Work to do ::
**a)** Reproduce the Google Cloud passage between "Image source: The" and "income jumped 203%.", inclusive, swapping "hyperscaler" for "cloud giant".
**b)** In the Google Cloud passage, what figure did Google Cloud's backlog reach?

Document extract ::
==========
Image source: The Motley Fool.
Because of Google Cloud, Alphabet is considered a hyperscaler. The segment builds data centers and delivers computing, storage, and networking solutions to enterprise clients. Its success has been notable in recent years. The cloud platform is becoming a bigger contributor to the company's overall financial success.
During the first quarter, Google Cloud's revenue soared 63% year over year to $20 billion, marking a notable acceleration compared to the 48% increase in Q4 2025 and 28% rise in the first quarter of 2025. Q1 operating income jumped 203%.
But the most important number investors should keep tabs on is Google Cloud's backlog, which almost doubled quarter over quarter to $462 billion. That's almost six times greater than the $80 billion in annualized revenue for the entire segment. It's obvious that the AI tools and infrastructure that Google Cloud is able to offer have incredible demand from enterprise customers.
==========
Listed entries ::
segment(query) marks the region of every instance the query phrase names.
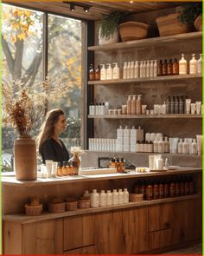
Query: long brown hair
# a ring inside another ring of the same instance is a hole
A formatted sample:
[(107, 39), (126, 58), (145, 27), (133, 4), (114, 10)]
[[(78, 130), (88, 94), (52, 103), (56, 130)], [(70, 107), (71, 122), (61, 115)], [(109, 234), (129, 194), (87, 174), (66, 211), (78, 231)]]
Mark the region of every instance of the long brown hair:
[(53, 137), (54, 124), (58, 121), (59, 116), (61, 115), (65, 114), (61, 108), (53, 109), (47, 113), (46, 120), (42, 124), (41, 132), (36, 139), (40, 154), (41, 154), (43, 143)]

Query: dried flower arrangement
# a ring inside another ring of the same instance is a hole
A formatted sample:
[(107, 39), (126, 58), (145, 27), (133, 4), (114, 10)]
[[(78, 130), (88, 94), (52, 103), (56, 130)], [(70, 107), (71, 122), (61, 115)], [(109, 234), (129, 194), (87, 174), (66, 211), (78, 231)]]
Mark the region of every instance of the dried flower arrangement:
[(70, 152), (73, 155), (80, 156), (85, 154), (85, 151), (80, 147), (71, 147)]
[(29, 87), (20, 81), (3, 82), (3, 124), (13, 126), (20, 135), (30, 135), (32, 128), (43, 114), (48, 103), (65, 95), (69, 81), (48, 76), (45, 81)]

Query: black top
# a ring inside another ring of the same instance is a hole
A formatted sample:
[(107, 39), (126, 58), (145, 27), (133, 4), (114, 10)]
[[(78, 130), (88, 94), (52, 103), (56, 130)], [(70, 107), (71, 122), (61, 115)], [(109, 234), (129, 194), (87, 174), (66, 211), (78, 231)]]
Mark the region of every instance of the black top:
[(46, 160), (62, 162), (69, 160), (68, 151), (65, 144), (61, 141), (62, 147), (54, 139), (48, 139), (42, 145), (41, 157), (45, 163)]

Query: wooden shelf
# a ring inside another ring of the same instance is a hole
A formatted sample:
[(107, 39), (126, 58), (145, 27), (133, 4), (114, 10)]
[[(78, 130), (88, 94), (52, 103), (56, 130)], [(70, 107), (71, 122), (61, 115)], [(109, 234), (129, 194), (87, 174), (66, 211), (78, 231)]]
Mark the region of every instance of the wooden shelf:
[(133, 79), (115, 79), (115, 80), (99, 80), (99, 81), (88, 81), (88, 84), (92, 85), (105, 85), (105, 84), (124, 84), (124, 83), (141, 83), (147, 82), (163, 82), (163, 81), (176, 81), (176, 80), (188, 80), (201, 78), (200, 75), (163, 75), (147, 78), (133, 78)]
[(89, 50), (93, 51), (110, 51), (110, 50), (118, 50), (118, 49), (125, 49), (131, 48), (147, 48), (152, 46), (159, 46), (162, 44), (173, 44), (175, 43), (180, 43), (194, 39), (202, 38), (202, 32), (191, 32), (187, 34), (180, 34), (168, 36), (161, 36), (161, 37), (153, 37), (153, 38), (146, 38), (141, 40), (117, 43), (107, 45), (97, 45), (97, 46), (90, 46), (88, 47)]
[(105, 118), (105, 119), (201, 119), (202, 115), (169, 114), (169, 115), (88, 115), (88, 118)]
[(193, 200), (197, 198), (201, 198), (201, 194), (189, 194), (189, 195), (182, 195), (182, 196), (177, 196), (177, 197), (169, 197), (169, 198), (158, 199), (158, 200), (143, 200), (141, 202), (129, 202), (128, 204), (104, 207), (98, 207), (98, 208), (90, 207), (86, 209), (77, 209), (76, 211), (67, 211), (61, 213), (51, 213), (44, 212), (40, 216), (26, 216), (25, 214), (3, 215), (3, 220), (8, 220), (8, 221), (20, 222), (20, 223), (33, 223), (36, 221), (48, 220), (54, 220), (58, 218), (77, 216), (81, 214), (97, 213), (108, 212), (112, 210), (141, 207), (143, 206), (152, 206), (152, 205), (163, 204), (163, 203), (173, 202), (173, 201)]

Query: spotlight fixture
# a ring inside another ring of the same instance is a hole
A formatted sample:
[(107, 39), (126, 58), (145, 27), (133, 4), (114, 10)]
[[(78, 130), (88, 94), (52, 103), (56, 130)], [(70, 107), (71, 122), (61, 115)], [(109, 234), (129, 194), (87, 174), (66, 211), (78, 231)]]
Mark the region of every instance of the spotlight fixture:
[(83, 8), (83, 10), (84, 10), (84, 12), (89, 12), (89, 7), (84, 7)]
[(75, 11), (75, 6), (73, 3), (70, 3), (69, 10), (72, 11)]

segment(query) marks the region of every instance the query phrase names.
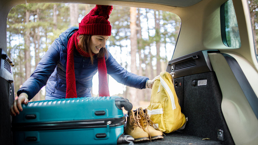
==========
Answers given ::
**a)**
Image source: The Motley Fool.
Because of Google Cloud, Alphabet is considered a cloud giant. The segment builds data centers and delivers computing, storage, and networking solutions to enterprise clients. Its success has been notable in recent years. The cloud platform is becoming a bigger contributor to the company's overall financial success.
During the first quarter, Google Cloud's revenue soared 63% year over year to $20 billion, marking a notable acceleration compared to the 48% increase in Q4 2025 and 28% rise in the first quarter of 2025. Q1 operating income jumped 203%.

**b)** $462 billion, almost double the previous quarter's figure.